_Aim A_: Can you return, word for word, the part of the essay on the author's dry spell between novels that opens with the words containing "It was a short" and closes with "froze me up."?
_Aim B_: Could you supply the next part of the essay on the author's dry spell between novels, picking up right after its last sentence?

_Given text_:
■ ■ ■ ■
This time out, I’ve got a tale from the writer’s side of the fence. So mind the barbed-wire, climb on over, and let’s get down to it.
2006 was a very good one for me as a writer. I’d had a dry spell between novels, and that changed last Halloween when a new book appeared under my byline. Dark Harvest was a tale of horror’s favorite holiday, taking place on the night itself in a small town choked with shadows.
It was a short book. Weighed in at 39,000 words, which is closer to an old-fashioned Gold Medal crime novel than one of those bestselling bricks you can use for a doorstop. But that was okay with me. Dark Harvest was a book with my name on the cover and no one else’s; it had chapters; it had your requisite beginning, middle, and end. It was—wonder of wonders—a novel.
Like I said, it had been a long time since I’d written one of those. The truth is I’d gotten gun shy about so much as trying to write one. Oh, I could still manage to turn out novellas and short stories, but somewhere along the line the idea of tackling writing’s big monster just plain froze me up.
Which was strange. I’d written five novels, and I’d had it pretty good. Hey, I couldn’t even complain about the work-for-hire novel I wrote. The Crow: Wicked Prayer made the jump to the movie screen… or the DVD box, anyway. Either way, I banked a nice check as a result.
But when it came to following up that book, I figured I had all my chips on the table—literally. I was determined that novel #6 move me to that elusive “next level” as a writer. I started thinking less about the stories I wanted to tell, more about ways I could mold my writing to make the market pay off like a rigged slot machine. The way I saw it, my next book had to be bulletproof. It had to light a fire under my agent, make publishers scramble for their checkbooks, leave critics stuttering as they searched for complimentary adjectives they’d never employed.
Strange as it might sound, I wanted that end result tucked safely in my pocket before I wrote a single word, and I had the crazy idea that I could accomplish that if I came up with the right big-ticket concept. That led to some bad habits. I’d talk myself out of good ideas before I so much as typed a title page. Or I’d write fifty pages and an outline for my agent and get a lukewarm response. Or he’d tell me those fifty pages weren’t quite what he was thinking of and ask me to try another fifty some other way. Add to that the general industry scuttlebutt every writer deals with—i.e. I’d hear that a certain kind of book wasn’t selling, and (of course) it would be exactly the kind of book I was trying to write.
■ ■ ■ ■
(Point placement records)
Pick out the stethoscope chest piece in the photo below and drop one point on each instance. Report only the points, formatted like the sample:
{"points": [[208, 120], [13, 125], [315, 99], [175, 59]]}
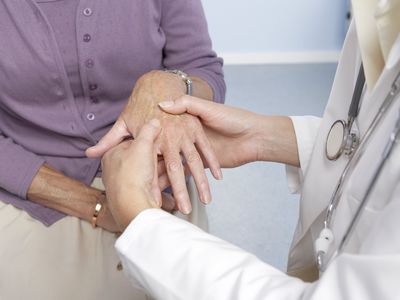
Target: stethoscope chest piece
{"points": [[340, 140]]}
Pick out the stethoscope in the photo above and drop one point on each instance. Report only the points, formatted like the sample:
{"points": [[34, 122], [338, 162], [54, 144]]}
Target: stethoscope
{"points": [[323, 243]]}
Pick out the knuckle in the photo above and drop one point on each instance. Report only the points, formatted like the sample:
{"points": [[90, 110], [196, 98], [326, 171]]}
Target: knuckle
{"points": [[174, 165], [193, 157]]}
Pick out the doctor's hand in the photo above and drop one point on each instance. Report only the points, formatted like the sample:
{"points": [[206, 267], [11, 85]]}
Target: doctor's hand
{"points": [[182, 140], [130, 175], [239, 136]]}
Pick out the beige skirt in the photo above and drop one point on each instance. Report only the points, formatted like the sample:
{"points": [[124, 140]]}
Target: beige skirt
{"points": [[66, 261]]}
■ ■ ■ ■
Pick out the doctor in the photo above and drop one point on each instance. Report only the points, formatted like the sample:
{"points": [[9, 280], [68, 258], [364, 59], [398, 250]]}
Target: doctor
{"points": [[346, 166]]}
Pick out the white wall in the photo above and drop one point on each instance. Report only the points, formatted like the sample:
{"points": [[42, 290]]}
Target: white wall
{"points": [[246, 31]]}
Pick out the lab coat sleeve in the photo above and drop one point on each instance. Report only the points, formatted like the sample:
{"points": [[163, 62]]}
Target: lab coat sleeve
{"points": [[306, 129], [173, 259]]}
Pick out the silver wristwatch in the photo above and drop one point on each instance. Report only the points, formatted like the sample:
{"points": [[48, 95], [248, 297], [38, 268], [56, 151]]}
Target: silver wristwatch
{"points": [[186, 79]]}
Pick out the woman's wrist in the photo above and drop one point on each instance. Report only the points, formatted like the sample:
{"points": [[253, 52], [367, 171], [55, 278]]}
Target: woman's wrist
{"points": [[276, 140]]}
■ ■ ■ ■
_Task output A_:
It was a short book. Weighed in at 39,000 words, which is closer to an old-fashioned Gold Medal crime novel than one of those bestselling bricks you can use for a doorstop. But that was okay with me. Dark Harvest was a book with my name on the cover and no one else’s; it had chapters; it had your requisite beginning, middle, and end. It was—wonder of wonders—a novel.
Like I said, it had been a long time since I’d written one of those. The truth is I’d gotten gun shy about so much as trying to write one. Oh, I could still manage to turn out novellas and short stories, but somewhere along the line the idea of tackling writing’s big monster just plain froze me up.

_Task output B_:
Several hunks o’ book ended up in my filing cabinet that way. I wasted a good chunk of time. A couple years, actually. It got to the point where I didn’t know what to do… so I didn’t do much of anything. I didn’t think of it so much as writer’s block—after all, I could still manage those short stories and novellas. I thought of it as novelist’s inertia. When it came to those suckers, I felt like Captain America (or maybe the Frankenstein monster) frozen in a block of polar ice. I figured I had it in me to bust out and roll the way I had before, but man… I just couldn’t move an inch.
But I kept doing the shorter stuff. One opportunity that came my way was writing a 10,000 word piece for Rich Chizmar at Cemetery Dance. Rich was starting a novella series, and he told me he’d hold open a slot for me. I figured I’d do something hard-edged, the kind of stuff I’d written when I was first starting out. I’d set the tale in 1963, in a small town where things went completely wild on Halloween every year as the locals hunted down a walking nightmare called the October Boy. I’d toss in some bad J.D.’s in a street rod, burn rubber down a black road straight into Twilight Zone noir country.
The story took off. Pretty soon that 10,000 words turned into 20,000. The end was not in sight. I emailed Rich. He said keep writing, and I did. And why wouldn’t I? Hey, for the first time in a long time, I was actually having fun working on a longer project. And man—was that something different.
By the time I typed “The End,” I knew I’d busted out of the block of ice. I’d written a novel. And I knew something else, too—I’d never felt as good typing those two words at the end of a manuscript as I did with Dark Harvest. It was the Norm Partridge novel I was happiest with, and that was no surprise. After all, I’d written it for me.
Readers liked the book. Critical reaction was great—Publishers Weekly chose Dark Harvest as one of the Best Books of 2006. I just signed a deal with Paul Stevens at Tor to reprint Dark Harvest in trade and mass market, and I’m talking to some young guns about a movie option.
In other words: things are good.
The old prizefighters had a saying: Dance with the girl who brung you. That meant when you got the big fight, you didn’t try to do things differently. You didn’t change your style or your trainer. Nope. You stuck with the stuff that got you there in the first place. You climbed between the ropes and did it your way.
I think I finally learned that.
From here on out, I’ll be dancing with the right girl.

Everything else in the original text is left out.